GIVEN RECORDS:
*** Block opens ***

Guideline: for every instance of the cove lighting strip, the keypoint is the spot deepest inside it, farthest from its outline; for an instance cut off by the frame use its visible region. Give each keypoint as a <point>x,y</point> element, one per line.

*** Block closes ***
*** Block opens ***

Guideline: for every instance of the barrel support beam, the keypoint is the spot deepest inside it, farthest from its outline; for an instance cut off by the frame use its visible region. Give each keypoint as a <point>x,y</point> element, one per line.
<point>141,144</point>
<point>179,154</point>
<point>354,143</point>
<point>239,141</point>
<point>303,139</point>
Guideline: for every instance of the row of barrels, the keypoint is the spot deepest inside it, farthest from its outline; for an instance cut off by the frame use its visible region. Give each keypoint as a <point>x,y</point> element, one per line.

*** Block closes ***

YOUR GOAL: Everything above from the line containing "Guideline: for every instance of the barrel" through the line containing "Guideline: for every instance of the row" must be copied exactly. Nothing outside that range belongs in the answer.

ANSWER TO THIS TASK:
Guideline: for every instance of the barrel support beam, the keypoint is the spot deepest inside it, farthest from its outline; for an instance cut off by the frame use its visible region. Give each keypoint as a <point>x,y</point> element, one per line.
<point>141,144</point>
<point>179,154</point>
<point>354,143</point>
<point>239,141</point>
<point>303,139</point>
Guideline: for every instance of the row of barrels, the keypoint is the spot deepest inside it, farthest from its outline; for an instance cut off by the frame use its visible region. Give each keypoint as a <point>x,y</point> element, one per line.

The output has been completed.